*** Provided data ***

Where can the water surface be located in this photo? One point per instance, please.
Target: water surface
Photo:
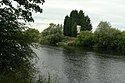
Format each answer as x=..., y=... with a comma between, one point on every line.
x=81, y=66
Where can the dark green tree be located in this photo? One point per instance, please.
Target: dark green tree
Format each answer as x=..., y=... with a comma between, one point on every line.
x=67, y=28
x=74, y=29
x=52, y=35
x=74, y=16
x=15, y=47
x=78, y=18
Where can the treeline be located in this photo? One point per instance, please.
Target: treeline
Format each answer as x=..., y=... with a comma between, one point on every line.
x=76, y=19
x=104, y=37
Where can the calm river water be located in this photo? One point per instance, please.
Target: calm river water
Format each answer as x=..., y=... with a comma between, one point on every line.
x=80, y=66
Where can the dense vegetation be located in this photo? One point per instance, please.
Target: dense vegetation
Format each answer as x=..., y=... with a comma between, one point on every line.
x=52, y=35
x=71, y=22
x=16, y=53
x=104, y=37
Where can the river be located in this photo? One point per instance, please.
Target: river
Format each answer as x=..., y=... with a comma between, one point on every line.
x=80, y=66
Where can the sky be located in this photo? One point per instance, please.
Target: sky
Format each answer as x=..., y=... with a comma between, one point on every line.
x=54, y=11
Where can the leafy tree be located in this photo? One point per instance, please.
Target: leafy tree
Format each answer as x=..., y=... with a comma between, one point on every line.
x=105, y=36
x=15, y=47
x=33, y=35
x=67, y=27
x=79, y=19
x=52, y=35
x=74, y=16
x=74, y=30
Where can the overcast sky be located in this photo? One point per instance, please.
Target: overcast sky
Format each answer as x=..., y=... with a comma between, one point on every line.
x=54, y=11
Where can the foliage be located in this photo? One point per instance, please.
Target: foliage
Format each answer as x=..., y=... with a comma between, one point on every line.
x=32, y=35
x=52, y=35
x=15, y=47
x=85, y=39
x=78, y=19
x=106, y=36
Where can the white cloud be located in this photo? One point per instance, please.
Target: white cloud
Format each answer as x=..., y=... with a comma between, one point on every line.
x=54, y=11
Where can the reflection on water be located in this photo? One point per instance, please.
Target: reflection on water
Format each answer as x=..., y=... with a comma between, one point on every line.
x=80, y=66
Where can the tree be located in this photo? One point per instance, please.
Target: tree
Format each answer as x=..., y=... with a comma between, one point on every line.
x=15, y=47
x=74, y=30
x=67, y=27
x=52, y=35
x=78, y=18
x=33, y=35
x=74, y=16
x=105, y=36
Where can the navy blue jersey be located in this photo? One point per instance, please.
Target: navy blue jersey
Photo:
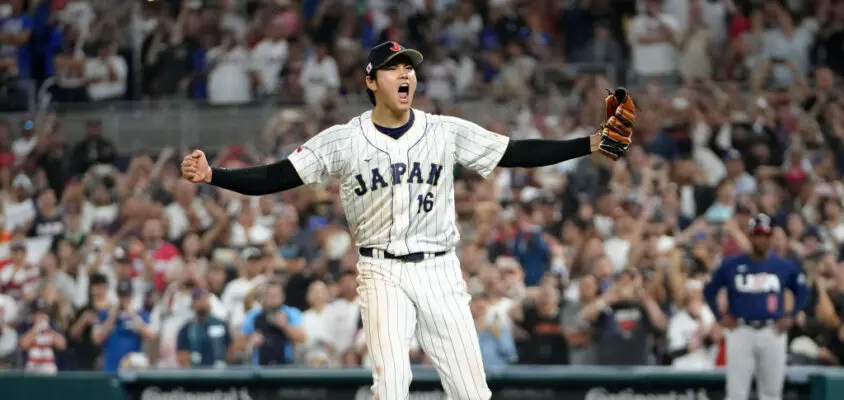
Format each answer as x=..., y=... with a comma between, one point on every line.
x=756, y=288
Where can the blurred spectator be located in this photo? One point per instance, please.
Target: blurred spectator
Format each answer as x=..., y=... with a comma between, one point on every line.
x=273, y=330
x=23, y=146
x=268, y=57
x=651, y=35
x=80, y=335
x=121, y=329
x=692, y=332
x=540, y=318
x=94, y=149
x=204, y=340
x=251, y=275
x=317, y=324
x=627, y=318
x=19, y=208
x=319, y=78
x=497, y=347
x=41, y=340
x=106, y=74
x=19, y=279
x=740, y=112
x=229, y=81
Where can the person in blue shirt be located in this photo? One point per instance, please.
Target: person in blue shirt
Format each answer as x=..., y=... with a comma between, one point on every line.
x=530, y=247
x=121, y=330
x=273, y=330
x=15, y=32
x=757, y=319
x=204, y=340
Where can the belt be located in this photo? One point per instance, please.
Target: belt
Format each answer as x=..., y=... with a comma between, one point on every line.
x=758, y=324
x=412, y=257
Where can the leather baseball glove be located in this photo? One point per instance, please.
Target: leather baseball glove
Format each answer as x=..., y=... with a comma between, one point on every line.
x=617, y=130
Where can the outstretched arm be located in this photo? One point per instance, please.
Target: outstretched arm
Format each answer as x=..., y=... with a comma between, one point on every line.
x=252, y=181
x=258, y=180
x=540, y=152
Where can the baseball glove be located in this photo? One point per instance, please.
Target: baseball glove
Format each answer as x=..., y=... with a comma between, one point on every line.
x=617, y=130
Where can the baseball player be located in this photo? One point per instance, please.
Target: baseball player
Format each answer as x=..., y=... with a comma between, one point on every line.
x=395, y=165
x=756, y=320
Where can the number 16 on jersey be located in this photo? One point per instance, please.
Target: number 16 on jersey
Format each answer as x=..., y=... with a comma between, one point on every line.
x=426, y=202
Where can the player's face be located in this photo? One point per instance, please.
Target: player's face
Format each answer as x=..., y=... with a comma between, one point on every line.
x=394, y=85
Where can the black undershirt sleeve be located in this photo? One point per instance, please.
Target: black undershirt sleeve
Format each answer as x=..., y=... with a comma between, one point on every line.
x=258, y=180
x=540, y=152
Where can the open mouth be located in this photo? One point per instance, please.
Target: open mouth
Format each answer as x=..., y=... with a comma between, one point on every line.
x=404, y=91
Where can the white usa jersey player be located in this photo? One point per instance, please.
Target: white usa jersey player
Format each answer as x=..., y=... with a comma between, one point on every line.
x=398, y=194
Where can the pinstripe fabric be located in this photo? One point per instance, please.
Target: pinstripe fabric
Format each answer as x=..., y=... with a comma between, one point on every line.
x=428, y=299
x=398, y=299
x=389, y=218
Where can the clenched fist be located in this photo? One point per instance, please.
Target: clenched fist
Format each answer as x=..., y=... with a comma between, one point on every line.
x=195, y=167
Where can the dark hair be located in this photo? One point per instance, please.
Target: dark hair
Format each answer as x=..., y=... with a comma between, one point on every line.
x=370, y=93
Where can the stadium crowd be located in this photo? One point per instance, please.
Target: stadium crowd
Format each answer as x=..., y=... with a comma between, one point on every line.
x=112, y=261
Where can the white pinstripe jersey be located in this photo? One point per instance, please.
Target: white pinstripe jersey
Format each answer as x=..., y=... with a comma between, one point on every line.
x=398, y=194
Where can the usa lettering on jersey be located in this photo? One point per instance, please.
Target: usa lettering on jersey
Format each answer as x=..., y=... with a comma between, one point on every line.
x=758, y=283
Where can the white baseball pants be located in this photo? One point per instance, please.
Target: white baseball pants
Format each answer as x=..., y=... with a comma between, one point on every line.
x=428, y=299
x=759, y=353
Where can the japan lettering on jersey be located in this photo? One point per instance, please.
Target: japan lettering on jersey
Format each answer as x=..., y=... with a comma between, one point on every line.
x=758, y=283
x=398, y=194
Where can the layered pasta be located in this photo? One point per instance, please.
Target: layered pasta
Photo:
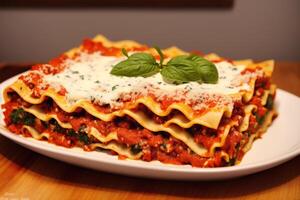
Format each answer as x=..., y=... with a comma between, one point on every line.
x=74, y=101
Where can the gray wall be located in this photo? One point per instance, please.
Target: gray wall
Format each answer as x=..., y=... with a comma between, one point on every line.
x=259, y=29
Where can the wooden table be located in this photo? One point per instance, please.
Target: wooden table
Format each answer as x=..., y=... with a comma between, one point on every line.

***

▸ **What you should do**
Both ends included, copy word for word the lines from the top of the entries above through the line with "Target: white cloud". No pictures.

▸ **Answer section**
Where can the water surface be located in this photo? One point per instance, please.
Target: water surface
Photo:
Format each answer as x=..., y=... with a comma between, one point on every line.
x=81, y=66
Where can the dark green tree be located in this photo? One point per instance, please.
Target: dark green tree
Format each answer as x=..., y=... with a comma between, one point on every line.
x=67, y=28
x=74, y=29
x=52, y=35
x=74, y=16
x=15, y=47
x=78, y=18
Where can the treeline be located in this photo? One point per instance, please.
Target: treeline
Format each answer as x=..., y=... with a comma between, one point on every line.
x=76, y=19
x=104, y=37
Where can the calm river water be located in this photo? One point per instance, please.
Target: calm river water
Format each answer as x=..., y=... with a comma between, one point on every line.
x=80, y=66
Where can the dense vegetation be located in this photo? One point per instance, please.
Target: dense vegetation
Format each answer as x=..., y=... with a comma between, one point on every line.
x=52, y=35
x=71, y=22
x=16, y=53
x=104, y=37
Where can the river be located in this photo? One point per instance, please.
Target: river
Format each answer as x=..., y=... with a comma between, one point on every line.
x=80, y=66
Where can the sky be located in this photo? One point per instance, please.
Target: sky
Format each answer as x=..., y=... with a comma between, one point on every line.
x=54, y=11
Where can the leafy tree be located in this photo? One point per instance, please.
Target: leafy tree
Format each answer as x=..., y=... with a comma between, one point on every line.
x=105, y=36
x=15, y=47
x=33, y=35
x=67, y=27
x=79, y=19
x=52, y=35
x=74, y=16
x=74, y=30
Where can the overcast sky be located in this photo? One point per instance, please.
Target: overcast sky
Format each answer as x=..., y=... with a comma between, one point on every line.
x=54, y=11
Where can the foliage be located in this photo? One point per instance, please.
Target: foliage
Format each answer as x=..., y=... with a comma between, one point on every line.
x=32, y=35
x=52, y=35
x=15, y=47
x=85, y=39
x=78, y=19
x=106, y=36
Where can the white cloud be located in this photo? One point per instance, please.
Target: white cloud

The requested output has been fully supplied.